• [Exercise objective]:
Copy the lines from the one containing "Provide the mask of every instance of the steaming" through the one containing "Target: steaming broth", switching "steaming broth" to "hot soup" and leaving everything else unchanged.

** begin Excerpted records **

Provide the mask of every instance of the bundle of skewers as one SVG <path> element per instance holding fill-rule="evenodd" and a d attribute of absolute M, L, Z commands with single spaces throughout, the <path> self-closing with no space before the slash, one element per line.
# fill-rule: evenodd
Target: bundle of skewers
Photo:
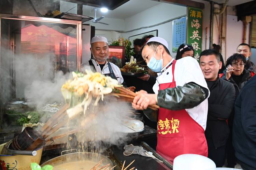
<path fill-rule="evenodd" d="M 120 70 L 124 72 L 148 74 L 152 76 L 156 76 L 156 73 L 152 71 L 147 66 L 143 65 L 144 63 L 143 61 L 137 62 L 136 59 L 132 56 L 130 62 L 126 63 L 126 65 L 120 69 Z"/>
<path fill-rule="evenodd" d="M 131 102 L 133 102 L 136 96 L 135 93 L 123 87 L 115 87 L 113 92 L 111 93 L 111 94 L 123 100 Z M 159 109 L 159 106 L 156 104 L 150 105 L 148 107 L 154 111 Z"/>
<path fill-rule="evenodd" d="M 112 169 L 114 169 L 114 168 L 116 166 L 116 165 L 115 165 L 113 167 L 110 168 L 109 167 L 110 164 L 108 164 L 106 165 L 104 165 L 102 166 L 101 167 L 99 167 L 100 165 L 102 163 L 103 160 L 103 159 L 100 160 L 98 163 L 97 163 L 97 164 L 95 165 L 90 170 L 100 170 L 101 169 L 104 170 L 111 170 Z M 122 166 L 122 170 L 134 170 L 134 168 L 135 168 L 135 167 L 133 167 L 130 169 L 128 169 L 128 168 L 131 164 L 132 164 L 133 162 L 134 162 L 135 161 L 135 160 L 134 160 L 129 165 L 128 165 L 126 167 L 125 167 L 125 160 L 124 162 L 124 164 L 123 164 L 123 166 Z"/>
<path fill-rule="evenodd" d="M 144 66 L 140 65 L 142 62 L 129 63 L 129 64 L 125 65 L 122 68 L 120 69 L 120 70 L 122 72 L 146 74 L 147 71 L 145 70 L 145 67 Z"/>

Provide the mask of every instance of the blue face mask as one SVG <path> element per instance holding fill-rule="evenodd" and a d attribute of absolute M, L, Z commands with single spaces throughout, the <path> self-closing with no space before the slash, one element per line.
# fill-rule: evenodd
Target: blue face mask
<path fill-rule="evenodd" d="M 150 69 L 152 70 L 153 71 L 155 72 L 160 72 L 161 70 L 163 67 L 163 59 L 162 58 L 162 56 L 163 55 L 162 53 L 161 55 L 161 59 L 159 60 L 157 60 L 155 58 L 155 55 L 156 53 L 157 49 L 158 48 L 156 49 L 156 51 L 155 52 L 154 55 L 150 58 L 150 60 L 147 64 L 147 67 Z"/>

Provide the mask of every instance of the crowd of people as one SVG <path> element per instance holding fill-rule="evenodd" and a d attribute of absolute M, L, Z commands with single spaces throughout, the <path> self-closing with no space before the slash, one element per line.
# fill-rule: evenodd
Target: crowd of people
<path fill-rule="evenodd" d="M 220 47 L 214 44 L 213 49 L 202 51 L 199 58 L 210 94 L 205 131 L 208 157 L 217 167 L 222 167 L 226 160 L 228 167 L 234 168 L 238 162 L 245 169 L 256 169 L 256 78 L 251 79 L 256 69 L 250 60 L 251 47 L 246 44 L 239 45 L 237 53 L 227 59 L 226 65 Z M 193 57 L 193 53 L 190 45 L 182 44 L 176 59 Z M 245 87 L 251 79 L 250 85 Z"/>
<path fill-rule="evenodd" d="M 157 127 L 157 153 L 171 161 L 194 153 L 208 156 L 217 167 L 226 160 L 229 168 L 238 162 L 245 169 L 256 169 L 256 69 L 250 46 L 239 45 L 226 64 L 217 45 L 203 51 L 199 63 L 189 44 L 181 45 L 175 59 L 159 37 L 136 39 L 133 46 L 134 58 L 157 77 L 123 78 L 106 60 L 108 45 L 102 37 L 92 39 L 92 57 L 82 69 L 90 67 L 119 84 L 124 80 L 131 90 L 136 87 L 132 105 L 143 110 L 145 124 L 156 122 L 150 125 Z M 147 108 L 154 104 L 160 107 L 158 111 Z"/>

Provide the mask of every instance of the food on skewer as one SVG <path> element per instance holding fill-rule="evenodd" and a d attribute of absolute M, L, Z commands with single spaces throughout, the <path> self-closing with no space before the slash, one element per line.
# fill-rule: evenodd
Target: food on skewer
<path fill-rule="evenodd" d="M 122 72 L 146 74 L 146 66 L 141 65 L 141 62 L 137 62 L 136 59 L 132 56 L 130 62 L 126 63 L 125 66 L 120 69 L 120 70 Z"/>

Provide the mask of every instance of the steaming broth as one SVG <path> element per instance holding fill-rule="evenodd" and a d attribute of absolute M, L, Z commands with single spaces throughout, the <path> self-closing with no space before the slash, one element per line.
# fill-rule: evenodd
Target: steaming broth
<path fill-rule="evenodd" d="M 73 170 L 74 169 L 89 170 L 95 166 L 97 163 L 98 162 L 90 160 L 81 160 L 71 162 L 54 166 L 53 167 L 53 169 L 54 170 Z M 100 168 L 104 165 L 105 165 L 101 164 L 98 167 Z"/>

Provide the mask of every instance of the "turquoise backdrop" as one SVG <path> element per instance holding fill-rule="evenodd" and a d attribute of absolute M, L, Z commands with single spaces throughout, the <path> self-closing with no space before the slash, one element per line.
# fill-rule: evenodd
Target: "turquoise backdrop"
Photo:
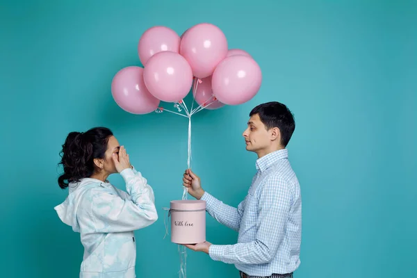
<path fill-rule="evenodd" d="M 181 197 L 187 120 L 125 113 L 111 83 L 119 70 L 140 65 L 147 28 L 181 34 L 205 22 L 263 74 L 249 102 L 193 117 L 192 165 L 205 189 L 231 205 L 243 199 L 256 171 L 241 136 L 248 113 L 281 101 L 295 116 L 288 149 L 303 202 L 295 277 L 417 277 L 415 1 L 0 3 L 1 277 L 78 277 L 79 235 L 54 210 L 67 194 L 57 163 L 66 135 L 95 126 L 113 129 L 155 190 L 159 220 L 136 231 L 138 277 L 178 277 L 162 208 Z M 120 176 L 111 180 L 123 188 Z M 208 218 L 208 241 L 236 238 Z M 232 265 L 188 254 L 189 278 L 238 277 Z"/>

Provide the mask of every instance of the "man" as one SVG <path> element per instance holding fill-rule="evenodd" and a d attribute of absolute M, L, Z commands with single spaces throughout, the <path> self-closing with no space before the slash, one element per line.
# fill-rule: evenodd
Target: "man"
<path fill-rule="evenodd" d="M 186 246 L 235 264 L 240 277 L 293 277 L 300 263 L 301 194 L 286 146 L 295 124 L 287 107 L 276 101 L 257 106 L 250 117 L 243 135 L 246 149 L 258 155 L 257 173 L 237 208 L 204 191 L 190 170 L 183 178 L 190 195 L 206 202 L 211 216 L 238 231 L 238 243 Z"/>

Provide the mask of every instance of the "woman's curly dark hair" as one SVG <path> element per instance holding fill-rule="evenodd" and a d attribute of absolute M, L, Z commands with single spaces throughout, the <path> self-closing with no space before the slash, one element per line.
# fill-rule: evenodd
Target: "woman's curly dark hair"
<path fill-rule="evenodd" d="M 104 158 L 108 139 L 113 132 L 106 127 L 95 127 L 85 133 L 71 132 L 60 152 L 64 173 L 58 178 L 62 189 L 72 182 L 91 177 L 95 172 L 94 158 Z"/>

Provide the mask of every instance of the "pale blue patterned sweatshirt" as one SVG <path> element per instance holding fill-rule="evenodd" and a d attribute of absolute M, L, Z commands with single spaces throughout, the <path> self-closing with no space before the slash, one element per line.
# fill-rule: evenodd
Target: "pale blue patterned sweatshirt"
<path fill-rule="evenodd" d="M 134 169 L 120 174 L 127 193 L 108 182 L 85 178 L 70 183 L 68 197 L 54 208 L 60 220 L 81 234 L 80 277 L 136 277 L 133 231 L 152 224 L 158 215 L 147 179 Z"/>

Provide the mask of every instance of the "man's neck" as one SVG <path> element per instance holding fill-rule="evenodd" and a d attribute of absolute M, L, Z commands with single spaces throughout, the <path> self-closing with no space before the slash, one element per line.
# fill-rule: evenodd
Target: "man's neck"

** end Excerpted records **

• [Written answer]:
Provide the mask of every instance of the hot soup as one SVG <path> element per instance holding fill-rule="evenodd" and a d attribute of absolute M, L, Z commands with single spaces throughout, the <path> self-closing with no space before the slash, one element per line.
# fill-rule: evenodd
Target: hot soup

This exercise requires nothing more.